§ TASK LIST:
1 - In the Marriott call notes below, how many members did the rewards program have?
2 - Extend the Marriott call notes below by adding further bullet points after the last one shown.

§ SOURCE TEXT:
Takeaway: Q4 performance, 2015 guidance, and clear strategic and capital deployment vision justifies 52 week high stock price and big multiple

CONF CALL

  • Every region signed a record number of deals in 2014
  • Added 5 brands in 5 years (Autograph, Moxy, AC Hotels, Gaylord, Protea)
  • Edition: 2 London/ 1 Miami already open; New York Edition will open in next few months; closed Miami Edition last night
  • Booked $10bn revenue on Marriott.com; nearly 20% coming through mobile 
  • Rewards membership: 49m (contributed 1/2 of worldwide occupancy)
    • 60% new members were next generation travelers
    • 40% new members are outside NA
  • 2015: gross rooms growth 7% (6% net of deletions)
  • Supply:  STR estimates supply increased 0.9% in 2014 and expects 1.3% growth for 2015 
  • Have 10% share of NA rooms
  • Have 26% of share for under construction market
  • Expect to have more than 100 Autograph hotels open by end of 2015
  • 16 Moxies in pipeline (Europe) and 5 Moxies in pipeline (US)
  • Last month, approved 2 Moxy deals in Manhattan. Expect 150 Moxy hotels open by 2023. 
  • Aggressive expansion abroad for limited service (Residence Inn/Fairfield)
  • In 2014, US htoels reported 20% increase in guests coming from Greater China
  • Q4 2014:
    • Higher termination fees added 1 cent
    • NA systemwide REVPAR : ~7%
      • Strong REVPAR in San Francisco, Pacific NorthWest, Florida
    • Transient demand was strong. Nearly half of top 20 markets increased retail REVPAR by double digits
  • Q4 Group REVPAR rose 6%; 4% growth in full service hotels reflecting holiday timing
      • For 1Q 2015, group revenue pace up 6% while FY 2015 group pace is up 5%. Meeting planners bullish, booking windows lengthening and room rates are strengthening
      • In 4Q, group room revenue booked for all future periods increased 9%.
      • 2015 corporate rates will increase 5-6%
  • Across US system, international guests make up only 5%. So don't see FX headwind for US business
  • Expect 5-7% 2015 NA REVPAR
  • Caribbean/Latin America
    • REVPAR rose 8% in 4Q
    • Strong leisure/good group drove results in Caribbean/Mexico
    • Brazil soft
    • Expect constant dollar REVPAR of mid single digits for 2015
  • Europe
    • Q4 REVPAR: 3%
    • Good group attendance, strong holiday demand in Germany/Austria, easy weather comps
    • Weak Russia
    • In 2015, London will benefit from strong group business and rugby Cup later.

§ DATA:
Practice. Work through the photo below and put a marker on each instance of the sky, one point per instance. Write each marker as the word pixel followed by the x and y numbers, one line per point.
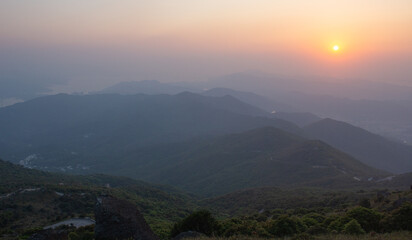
pixel 90 44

§ EXPECTED RESPONSES:
1 - 49 million members.

2 -
    • ~30% of European lodging demand comes from outside Europe (20% NA, 6% Asia)
    • Expect 2015 REVPAR increase in low single digit rate
    • In 2014, 7% of fees came from Europe
  • MEA
    • REVPAR up 15% in 4Q
    • Egypt strong
    • Expect 2015 REVPAR increase in high single digit rate
    • In 2014, 3% of fees came from MEA
  • Asia Pacific
    • REVPAR increased 3% in 4Q
    • Weaker yen boosted Japan
    • RevPAR in Greater China increased slightly reflecting strong Shanghai demand offset by the disruption from political demonstrations in Hong Kong.  
    • In 2015, expect demand will remain strong in Shanghai and improve in Hong Kong...a mid single digit growth rate for the region.
    • In 2014, 9% of fees came from Asia-Pacific (5% from Greater China)
  • Operations outside US contributed 25% of fees in 2014
  • For 2015, 1% move in dollar, net of hedges would change adjusted EBITDA by $3m
  • In 2015, new accounting rules require service charges to be included in property revenue. Expect WW house profit margins would increase 60bps instead of 90bps as a result of this change
  • 2014: incentive fees increased 18% with more than half of hotels worldwide paying incentive fees
  • 2015:  fee 9-11% growth
    • Incentive fees growing in low double digit rate
      • Constrained by unfavorable FX, lower deferred fee recognition, and renovations
    • Estimate FX to reduce fee revenues by $15-20m in 2015
  • 2015 guidance excludes pending Delta acquisition.  P&L impact from Delta will be 'noisy'.  Transaction should be modestly accretive in 2016.
  • REVPAR sensitivity unchanged: 1 point REVPAR = $20m fees and $5m on owned/leased
  • 2015:  plan to renovate several owned/leased hotels and begin construction Fairfield Inn Brazil
  • Cash return to shareholders in 2015 will be at least that in 2014
  • 1Q 2015
    • Fee growth in mid teens rate with higher relicensing and application fees
    • While group pace is strong, full service RevPAR growth in North America is likely to be a bit lighter than later in the year due to property renovation schedules and the recent northeast snow storms.  
    • Expect owned leased and other revenue net of expenses will increase more than 20% with the Addition of the Protea leased hotels and higher credit card branding fees.  
    • G&A should increase in the first quarter reflecting higher brand initiatives and hotel development expenses.  However, first quarter G&A will also benefit from a roughly $12  million net favorable impact to our legal expenses associated with certain litigation resolutions.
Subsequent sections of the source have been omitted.